• **CHALLENGE**
Extract each line of the material below that contains the string "vertices". Treat uppercase and lowercase letters as distinct.

• **GIVEN RECORDS**

::::::

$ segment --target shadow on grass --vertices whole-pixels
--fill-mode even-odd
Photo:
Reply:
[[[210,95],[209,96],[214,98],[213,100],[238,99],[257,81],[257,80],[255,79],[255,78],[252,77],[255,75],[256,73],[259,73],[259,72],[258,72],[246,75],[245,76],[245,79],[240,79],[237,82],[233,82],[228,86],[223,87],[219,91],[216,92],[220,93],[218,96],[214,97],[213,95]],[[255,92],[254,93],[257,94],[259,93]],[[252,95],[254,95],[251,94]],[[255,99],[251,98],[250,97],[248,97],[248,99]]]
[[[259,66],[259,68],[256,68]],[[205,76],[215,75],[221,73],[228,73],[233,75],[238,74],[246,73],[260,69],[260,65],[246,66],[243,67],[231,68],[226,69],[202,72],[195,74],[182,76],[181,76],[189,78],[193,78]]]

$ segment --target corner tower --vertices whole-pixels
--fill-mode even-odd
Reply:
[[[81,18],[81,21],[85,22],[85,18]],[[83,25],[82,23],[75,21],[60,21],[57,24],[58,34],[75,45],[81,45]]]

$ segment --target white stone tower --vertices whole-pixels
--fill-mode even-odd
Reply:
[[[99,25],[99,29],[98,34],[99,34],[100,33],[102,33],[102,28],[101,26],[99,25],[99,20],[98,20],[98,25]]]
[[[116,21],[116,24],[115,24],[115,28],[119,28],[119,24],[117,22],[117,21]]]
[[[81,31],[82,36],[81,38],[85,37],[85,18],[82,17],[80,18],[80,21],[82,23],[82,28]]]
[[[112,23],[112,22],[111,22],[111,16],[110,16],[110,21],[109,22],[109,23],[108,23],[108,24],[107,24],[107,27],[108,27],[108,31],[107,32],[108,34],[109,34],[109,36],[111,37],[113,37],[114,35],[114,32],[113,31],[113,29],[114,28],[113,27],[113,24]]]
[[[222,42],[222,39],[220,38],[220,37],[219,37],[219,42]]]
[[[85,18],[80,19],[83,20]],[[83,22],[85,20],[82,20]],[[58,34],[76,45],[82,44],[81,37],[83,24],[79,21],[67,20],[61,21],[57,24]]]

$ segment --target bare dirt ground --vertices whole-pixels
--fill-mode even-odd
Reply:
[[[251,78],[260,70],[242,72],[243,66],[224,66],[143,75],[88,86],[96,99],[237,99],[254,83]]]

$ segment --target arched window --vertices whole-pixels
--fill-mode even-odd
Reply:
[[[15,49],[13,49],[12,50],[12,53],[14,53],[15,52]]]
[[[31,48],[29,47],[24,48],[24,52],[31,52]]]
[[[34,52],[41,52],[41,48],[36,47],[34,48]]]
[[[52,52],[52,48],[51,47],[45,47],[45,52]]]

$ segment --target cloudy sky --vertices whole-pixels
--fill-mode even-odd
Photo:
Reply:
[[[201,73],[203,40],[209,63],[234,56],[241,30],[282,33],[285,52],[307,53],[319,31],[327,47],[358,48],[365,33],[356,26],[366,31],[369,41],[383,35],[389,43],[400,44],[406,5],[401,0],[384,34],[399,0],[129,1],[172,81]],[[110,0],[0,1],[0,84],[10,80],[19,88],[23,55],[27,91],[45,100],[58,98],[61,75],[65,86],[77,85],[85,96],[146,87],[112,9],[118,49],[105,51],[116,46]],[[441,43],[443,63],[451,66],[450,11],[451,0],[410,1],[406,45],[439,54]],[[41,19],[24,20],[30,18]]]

::::::

• **RESPONSE FOR THIS EXERCISE**
$ segment --target shadow on grass --vertices whole-pixels
$ segment --target corner tower --vertices whole-pixels
$ segment --target white stone tower --vertices whole-pixels
$ segment --target bare dirt ground --vertices whole-pixels
$ segment --target arched window --vertices whole-pixels
$ segment --target cloudy sky --vertices whole-pixels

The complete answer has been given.